# start of Extracted entries

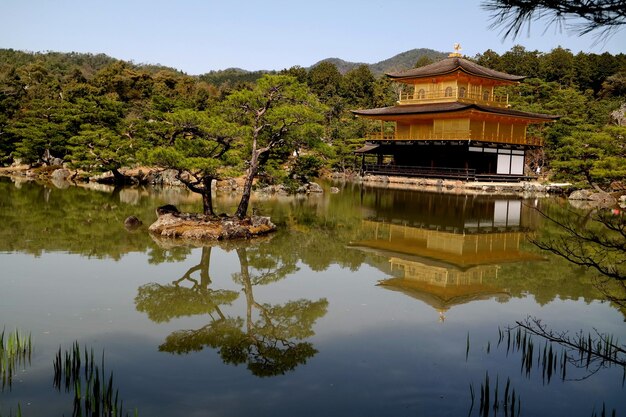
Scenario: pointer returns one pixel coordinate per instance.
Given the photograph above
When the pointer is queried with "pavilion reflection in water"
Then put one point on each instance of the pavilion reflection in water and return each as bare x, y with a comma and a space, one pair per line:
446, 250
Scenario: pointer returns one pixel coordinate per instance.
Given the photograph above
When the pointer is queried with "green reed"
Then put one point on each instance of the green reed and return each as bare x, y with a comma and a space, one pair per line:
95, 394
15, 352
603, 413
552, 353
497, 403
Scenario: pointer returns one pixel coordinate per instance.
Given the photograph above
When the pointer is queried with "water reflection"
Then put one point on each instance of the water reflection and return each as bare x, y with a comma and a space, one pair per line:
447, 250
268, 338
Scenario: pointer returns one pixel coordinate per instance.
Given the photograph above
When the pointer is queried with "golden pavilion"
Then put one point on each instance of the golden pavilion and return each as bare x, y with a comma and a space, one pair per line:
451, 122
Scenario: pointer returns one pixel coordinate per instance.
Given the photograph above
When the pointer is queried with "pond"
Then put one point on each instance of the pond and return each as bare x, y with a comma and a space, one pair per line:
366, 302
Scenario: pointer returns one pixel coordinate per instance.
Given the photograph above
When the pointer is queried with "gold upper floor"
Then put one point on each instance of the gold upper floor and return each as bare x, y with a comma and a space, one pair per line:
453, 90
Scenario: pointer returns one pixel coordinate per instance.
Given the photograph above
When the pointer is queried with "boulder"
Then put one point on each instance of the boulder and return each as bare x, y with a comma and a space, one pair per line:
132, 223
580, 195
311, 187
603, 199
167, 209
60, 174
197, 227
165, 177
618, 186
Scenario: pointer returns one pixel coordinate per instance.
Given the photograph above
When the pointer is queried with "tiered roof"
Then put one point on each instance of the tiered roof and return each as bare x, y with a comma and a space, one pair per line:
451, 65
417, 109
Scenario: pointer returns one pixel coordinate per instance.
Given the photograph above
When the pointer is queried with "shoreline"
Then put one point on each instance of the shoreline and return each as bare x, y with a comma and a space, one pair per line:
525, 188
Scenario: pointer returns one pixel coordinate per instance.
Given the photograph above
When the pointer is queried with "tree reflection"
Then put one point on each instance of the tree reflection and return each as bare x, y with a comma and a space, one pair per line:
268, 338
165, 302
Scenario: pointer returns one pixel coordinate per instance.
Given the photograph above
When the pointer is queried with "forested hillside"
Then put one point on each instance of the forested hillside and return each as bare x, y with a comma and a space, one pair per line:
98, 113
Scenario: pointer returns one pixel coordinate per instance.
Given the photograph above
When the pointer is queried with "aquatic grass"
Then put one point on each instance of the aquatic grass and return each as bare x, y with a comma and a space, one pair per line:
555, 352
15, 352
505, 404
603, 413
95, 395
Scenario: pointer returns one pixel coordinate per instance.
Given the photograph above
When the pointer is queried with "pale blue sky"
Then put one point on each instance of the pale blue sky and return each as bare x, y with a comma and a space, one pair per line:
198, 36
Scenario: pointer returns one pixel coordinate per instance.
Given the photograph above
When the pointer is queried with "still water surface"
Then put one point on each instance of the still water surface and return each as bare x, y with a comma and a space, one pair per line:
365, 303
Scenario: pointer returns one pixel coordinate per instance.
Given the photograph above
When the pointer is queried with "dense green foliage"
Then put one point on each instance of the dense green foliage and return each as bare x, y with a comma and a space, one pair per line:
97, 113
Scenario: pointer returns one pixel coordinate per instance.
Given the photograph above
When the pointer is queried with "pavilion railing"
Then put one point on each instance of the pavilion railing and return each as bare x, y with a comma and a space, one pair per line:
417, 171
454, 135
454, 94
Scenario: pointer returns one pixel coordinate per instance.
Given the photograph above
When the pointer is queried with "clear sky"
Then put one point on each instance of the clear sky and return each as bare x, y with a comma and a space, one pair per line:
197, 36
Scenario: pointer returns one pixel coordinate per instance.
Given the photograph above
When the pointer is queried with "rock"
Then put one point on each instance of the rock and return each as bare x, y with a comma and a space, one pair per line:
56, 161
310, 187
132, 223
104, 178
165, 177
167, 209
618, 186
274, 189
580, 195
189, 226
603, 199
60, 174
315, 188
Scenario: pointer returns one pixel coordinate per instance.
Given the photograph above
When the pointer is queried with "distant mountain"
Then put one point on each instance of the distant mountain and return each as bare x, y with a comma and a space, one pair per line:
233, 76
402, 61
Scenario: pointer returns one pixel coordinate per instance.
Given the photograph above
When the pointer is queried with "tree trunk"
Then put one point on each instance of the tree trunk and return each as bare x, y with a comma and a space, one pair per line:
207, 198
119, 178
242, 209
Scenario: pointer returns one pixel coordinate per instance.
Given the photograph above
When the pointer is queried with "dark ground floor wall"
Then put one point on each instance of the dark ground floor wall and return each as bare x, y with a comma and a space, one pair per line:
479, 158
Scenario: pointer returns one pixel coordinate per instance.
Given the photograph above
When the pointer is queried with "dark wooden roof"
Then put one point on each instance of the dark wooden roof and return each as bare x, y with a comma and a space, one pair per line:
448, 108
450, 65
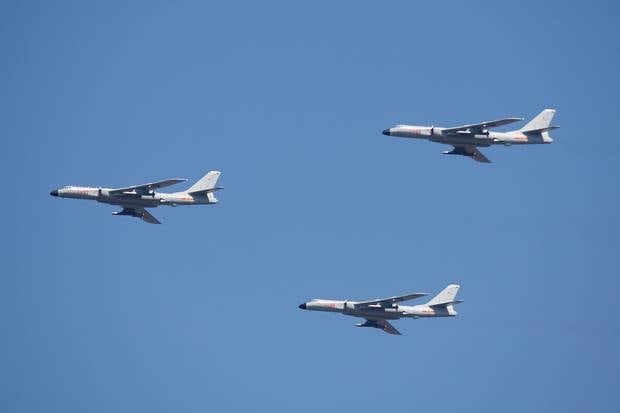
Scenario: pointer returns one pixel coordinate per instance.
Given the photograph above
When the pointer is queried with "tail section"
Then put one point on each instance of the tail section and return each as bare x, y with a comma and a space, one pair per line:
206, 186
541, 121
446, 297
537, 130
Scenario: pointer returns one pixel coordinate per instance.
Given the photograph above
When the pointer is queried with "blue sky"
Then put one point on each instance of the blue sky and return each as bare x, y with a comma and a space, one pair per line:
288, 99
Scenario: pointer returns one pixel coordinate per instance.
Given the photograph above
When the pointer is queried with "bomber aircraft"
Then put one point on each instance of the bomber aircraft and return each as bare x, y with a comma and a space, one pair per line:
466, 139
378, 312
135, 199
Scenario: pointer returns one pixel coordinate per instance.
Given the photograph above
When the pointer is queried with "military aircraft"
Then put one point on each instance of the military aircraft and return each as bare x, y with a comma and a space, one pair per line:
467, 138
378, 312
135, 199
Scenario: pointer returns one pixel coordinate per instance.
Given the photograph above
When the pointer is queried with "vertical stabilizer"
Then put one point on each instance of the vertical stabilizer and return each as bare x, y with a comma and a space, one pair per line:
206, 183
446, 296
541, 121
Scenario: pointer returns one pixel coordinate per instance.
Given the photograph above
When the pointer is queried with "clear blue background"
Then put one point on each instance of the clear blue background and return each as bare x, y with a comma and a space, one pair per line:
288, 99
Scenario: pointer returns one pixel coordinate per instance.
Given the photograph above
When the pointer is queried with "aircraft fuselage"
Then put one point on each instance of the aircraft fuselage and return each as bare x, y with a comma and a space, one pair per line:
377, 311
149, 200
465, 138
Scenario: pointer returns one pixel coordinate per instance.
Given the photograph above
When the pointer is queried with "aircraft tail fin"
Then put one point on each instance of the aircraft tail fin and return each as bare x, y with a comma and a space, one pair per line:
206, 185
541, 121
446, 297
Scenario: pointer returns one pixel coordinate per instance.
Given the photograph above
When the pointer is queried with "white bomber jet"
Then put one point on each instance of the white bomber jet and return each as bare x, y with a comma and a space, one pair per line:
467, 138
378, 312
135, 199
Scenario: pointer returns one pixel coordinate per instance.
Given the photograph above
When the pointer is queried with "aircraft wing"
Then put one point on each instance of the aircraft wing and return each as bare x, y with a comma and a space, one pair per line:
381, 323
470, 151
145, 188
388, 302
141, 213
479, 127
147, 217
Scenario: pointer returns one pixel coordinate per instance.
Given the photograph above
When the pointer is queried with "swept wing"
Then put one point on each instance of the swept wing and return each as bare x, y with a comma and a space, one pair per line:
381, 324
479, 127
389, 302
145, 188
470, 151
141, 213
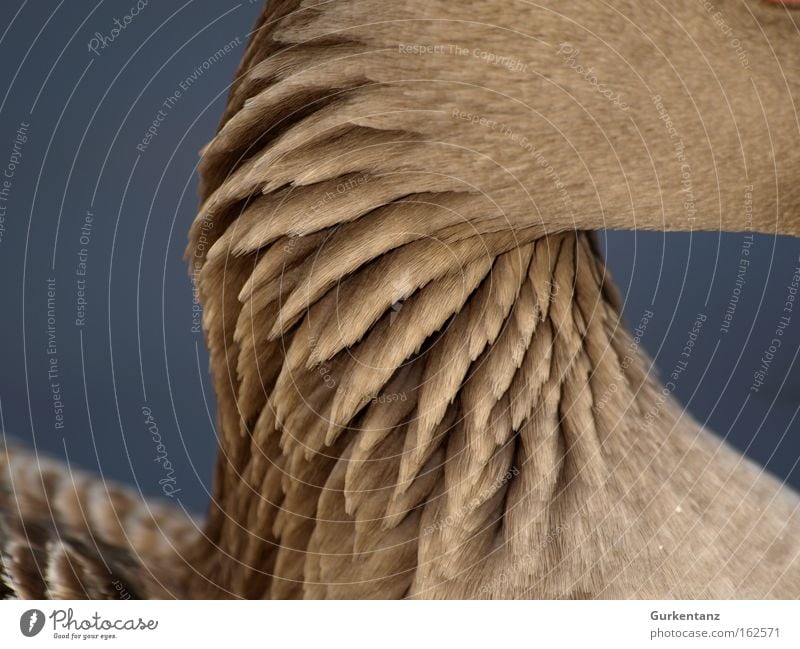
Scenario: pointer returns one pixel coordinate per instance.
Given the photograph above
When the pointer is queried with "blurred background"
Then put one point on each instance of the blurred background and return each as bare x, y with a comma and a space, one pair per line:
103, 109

# end of Extracted entries

Short task> Copy out in full each line of the data above that contains the word "bomber".

Exercise response>
When the pointer is queried with "bomber aircraft"
Then put one point on each instance of the bomber aircraft and return each as bare x, y with a comma and a space, one pair per line:
When the pointer is queried with "white bomber jet"
Then put one point on each instance of the white bomber jet and return each as bare x, y with a comma and a space, one pair per line:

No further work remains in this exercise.